__CONSIGNE 1__
Répondez à ces questions sur le texte « Greffe et porte-greffe » ci-dessous, une réponse par ligne avec la même lettre :
(a) De quoi le judaïsme a-t-il servi, selon le texte ?
(b) Quel jour les croyants sont-ils invités à la synagogue ?
(c) Qu'est-ce que répondre à une invitation ?
__CONSIGNE 2__
Montrez chaque ligne de la liste ci-dessous qui contient le mot « flower », en tenant compte des majuscules et des minuscules.

Greffe et porte-greffe

Le printemps qui s’annonce fait repartir la sève. Rien de stupéfiant dans cette remarque sauf qu’elle va nous servir pour évoquer les arbres fruitiers, les greffes et les porte-greffes pour introduire notre sujet : " Le judaïsme, porte-greffe du christianisme". En marche vers la Passion et la Résurrection, ces quelques lignes sont susceptibles de nous aider à voir comment le premier (le Judaïsme) prépare le second (le christianisme) ou, inversement, le second est l’accomplissement du premier. En clair, le Judaïsme a servi de porte-greffe du christianisme ; c’est par lui que la sève monte.

Tous les croyants en Dieu descendants d’Abraham par la foi savent qu’ils sont invités soit le vendredi (à la mosquée), soit à la synagogue (le samedi), soit à l’église (le dimanche). Répondre à une invitation c’est se rendre à une audience privée. Eh ! oui, les uns après les autres, Dieu nous invite en audience privée. Ainsi chaque dimanche, c’est notre tour.

__EXTRAITS DE LA LISTE__
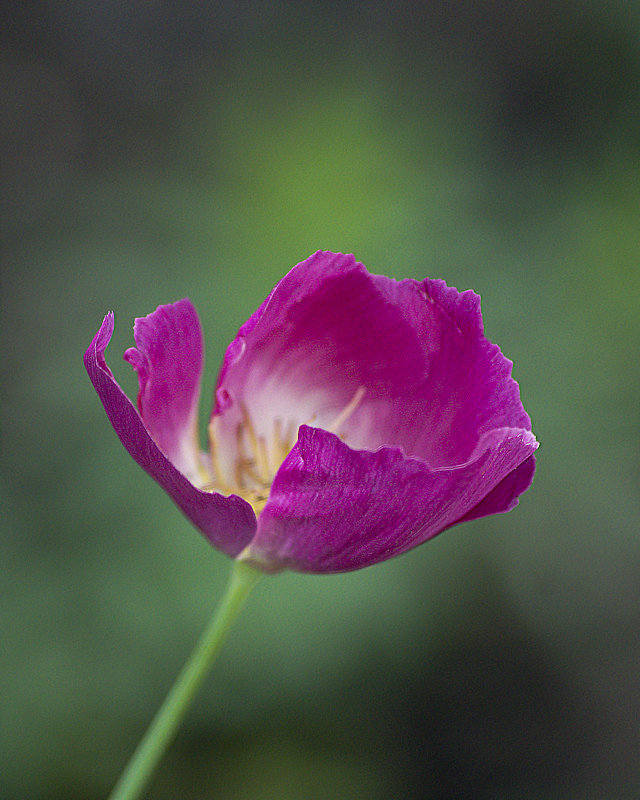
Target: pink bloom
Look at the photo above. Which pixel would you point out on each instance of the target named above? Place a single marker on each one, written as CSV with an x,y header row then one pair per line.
x,y
355,417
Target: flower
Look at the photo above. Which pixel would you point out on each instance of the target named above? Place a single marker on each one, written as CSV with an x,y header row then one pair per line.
x,y
355,417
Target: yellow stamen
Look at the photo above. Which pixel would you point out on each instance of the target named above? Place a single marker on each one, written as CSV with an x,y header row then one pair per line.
x,y
258,459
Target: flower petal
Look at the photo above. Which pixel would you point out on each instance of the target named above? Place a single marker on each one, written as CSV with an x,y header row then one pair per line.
x,y
414,353
228,522
169,362
334,509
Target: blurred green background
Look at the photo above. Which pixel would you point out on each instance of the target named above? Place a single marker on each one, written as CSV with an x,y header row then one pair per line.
x,y
156,150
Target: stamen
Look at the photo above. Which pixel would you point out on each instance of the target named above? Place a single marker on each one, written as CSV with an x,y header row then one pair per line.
x,y
348,410
258,448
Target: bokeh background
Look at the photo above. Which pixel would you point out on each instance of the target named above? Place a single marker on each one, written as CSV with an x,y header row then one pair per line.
x,y
156,150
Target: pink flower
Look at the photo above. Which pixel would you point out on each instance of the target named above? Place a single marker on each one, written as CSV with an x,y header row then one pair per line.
x,y
355,417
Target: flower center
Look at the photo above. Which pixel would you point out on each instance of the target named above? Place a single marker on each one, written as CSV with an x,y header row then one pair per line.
x,y
258,458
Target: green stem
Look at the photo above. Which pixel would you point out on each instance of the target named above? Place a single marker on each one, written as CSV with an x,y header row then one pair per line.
x,y
164,725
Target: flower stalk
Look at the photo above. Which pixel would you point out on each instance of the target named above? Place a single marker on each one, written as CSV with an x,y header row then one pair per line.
x,y
168,718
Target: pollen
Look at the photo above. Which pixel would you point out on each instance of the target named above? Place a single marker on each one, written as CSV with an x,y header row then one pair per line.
x,y
258,458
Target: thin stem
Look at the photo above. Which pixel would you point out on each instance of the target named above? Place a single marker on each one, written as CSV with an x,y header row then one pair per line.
x,y
169,716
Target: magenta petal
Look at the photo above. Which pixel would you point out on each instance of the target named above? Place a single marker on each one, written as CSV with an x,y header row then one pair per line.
x,y
414,352
334,509
169,361
228,522
505,496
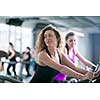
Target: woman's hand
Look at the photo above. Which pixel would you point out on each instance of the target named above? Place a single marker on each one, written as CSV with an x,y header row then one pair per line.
x,y
89,76
97,73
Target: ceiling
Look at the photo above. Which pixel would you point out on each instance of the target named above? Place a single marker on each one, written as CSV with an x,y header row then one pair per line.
x,y
84,24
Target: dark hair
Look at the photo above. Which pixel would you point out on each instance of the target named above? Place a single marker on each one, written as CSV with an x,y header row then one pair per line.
x,y
66,38
50,27
28,48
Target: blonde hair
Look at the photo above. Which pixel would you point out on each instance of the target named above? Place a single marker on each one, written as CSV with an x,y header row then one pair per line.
x,y
40,44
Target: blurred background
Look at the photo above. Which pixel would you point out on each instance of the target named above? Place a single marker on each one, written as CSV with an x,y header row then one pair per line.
x,y
22,31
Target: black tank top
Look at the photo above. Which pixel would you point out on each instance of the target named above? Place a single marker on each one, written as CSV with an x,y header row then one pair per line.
x,y
44,74
13,58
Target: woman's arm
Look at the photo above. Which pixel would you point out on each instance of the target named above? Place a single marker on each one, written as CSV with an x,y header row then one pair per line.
x,y
67,62
44,59
12,54
84,60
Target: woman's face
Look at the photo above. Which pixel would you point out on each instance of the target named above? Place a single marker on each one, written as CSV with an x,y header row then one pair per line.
x,y
50,38
71,41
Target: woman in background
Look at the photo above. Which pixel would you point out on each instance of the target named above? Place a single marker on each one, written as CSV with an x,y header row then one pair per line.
x,y
51,60
71,54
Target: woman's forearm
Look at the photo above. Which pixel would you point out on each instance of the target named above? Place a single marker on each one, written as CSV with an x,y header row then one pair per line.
x,y
68,71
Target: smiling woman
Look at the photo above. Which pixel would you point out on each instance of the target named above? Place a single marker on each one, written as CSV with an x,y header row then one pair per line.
x,y
51,60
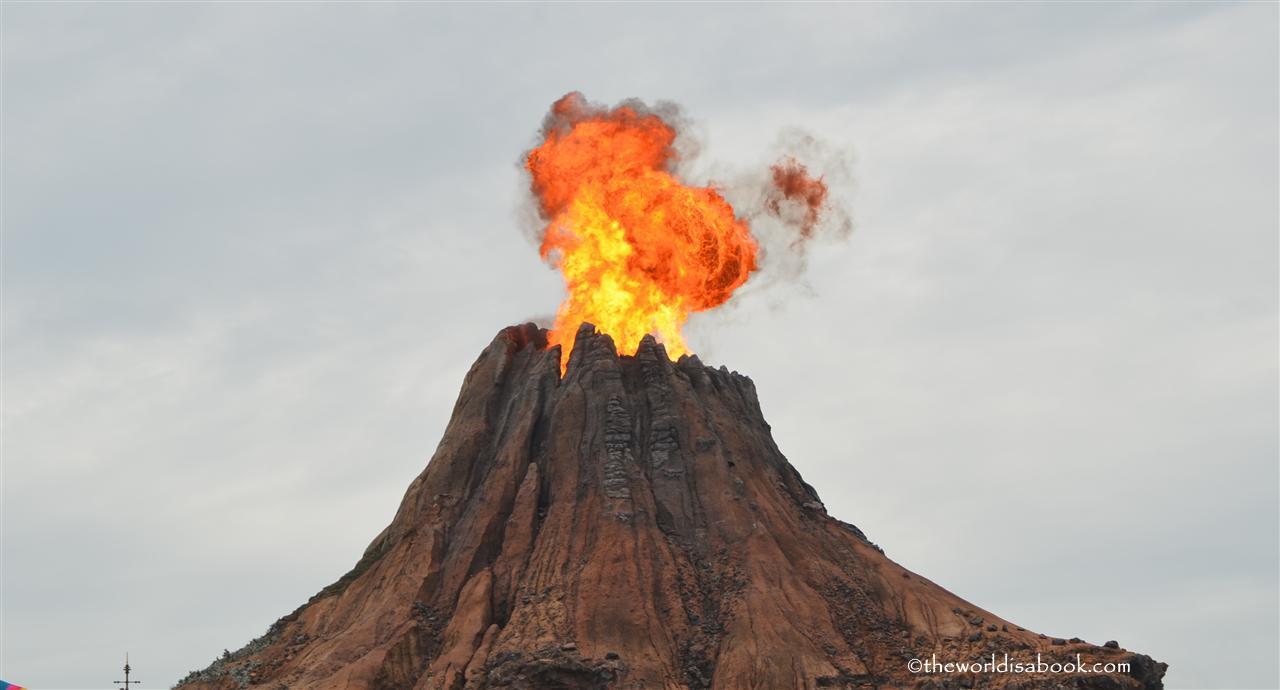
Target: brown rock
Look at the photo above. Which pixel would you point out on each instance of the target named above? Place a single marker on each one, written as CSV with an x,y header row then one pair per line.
x,y
630,525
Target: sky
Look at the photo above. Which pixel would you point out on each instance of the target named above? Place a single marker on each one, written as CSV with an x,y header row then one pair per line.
x,y
250,251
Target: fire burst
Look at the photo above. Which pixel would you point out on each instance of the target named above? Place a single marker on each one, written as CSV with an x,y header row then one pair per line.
x,y
639,248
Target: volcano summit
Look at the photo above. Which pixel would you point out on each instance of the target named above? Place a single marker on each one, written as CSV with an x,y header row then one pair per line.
x,y
632,525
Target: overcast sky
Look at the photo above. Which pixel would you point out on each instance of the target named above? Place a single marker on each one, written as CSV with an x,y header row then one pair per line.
x,y
250,252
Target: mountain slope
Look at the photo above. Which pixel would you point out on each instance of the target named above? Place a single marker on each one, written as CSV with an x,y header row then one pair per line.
x,y
630,525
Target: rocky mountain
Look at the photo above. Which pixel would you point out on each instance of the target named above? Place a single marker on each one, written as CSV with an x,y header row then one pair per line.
x,y
630,525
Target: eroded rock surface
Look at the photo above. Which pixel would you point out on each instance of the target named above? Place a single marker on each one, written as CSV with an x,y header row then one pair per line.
x,y
630,525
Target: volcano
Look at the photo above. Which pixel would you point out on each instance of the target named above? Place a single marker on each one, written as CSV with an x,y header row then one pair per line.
x,y
632,524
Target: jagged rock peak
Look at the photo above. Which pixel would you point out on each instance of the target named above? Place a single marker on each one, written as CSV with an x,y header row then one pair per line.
x,y
629,525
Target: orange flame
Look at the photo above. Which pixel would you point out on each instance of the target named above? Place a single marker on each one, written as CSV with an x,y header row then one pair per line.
x,y
639,248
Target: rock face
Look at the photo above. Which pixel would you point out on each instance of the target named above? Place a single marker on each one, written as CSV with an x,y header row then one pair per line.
x,y
630,525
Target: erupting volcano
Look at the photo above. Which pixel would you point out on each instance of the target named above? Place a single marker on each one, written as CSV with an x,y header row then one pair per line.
x,y
639,248
599,515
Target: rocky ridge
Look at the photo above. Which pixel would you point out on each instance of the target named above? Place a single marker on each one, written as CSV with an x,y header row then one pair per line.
x,y
629,525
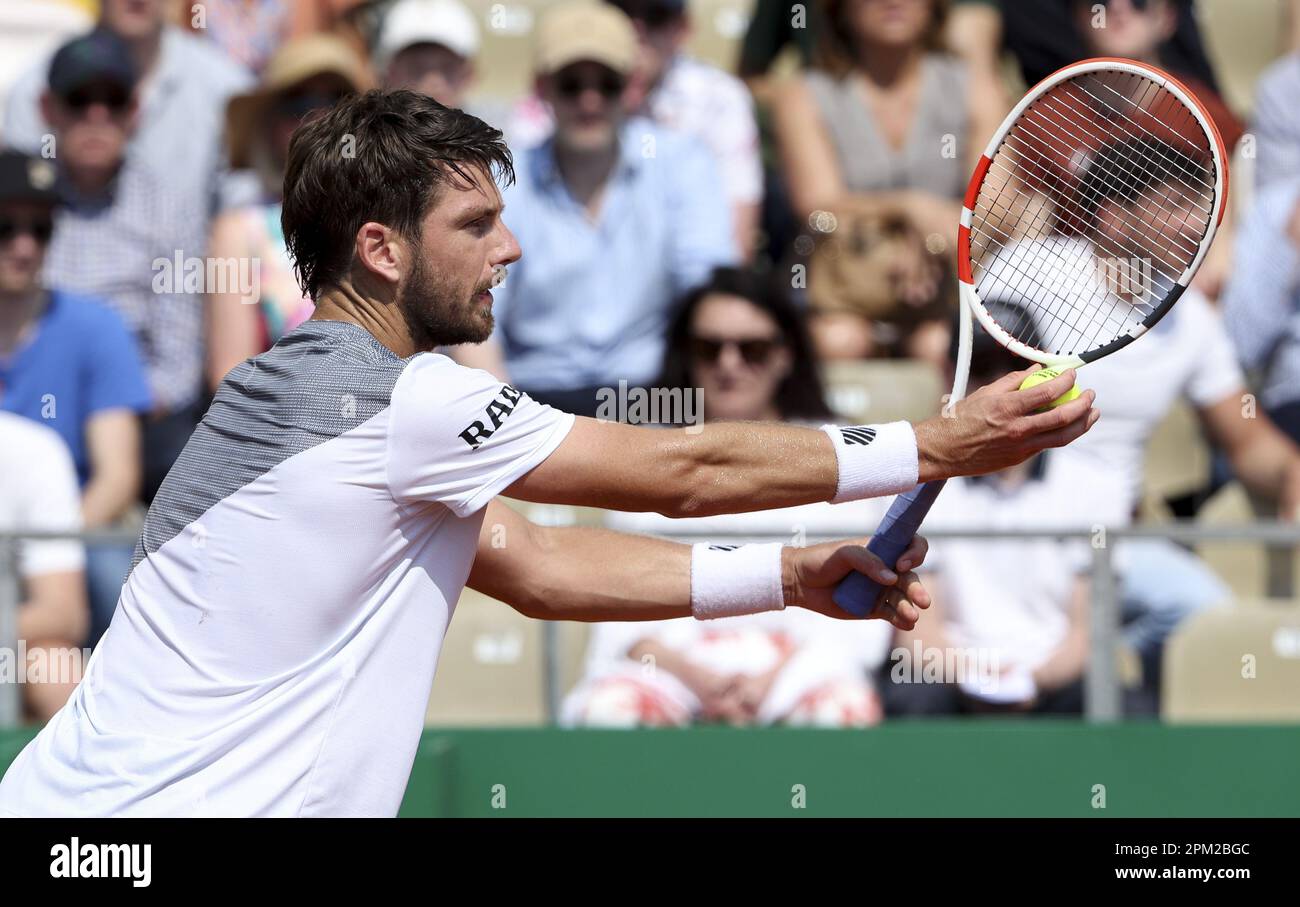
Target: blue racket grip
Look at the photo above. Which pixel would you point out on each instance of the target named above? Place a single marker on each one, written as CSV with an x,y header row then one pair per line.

__RÉPONSE FINALE 1__
(a) De porte-greffe du christianisme.
(b) Le samedi.
(c) Se rendre à une audience privée.

__RÉPONSE FINALE 2__
Target: flower
Target: flower petal
Target: pink flower
Target: flower center
Target: flower stalk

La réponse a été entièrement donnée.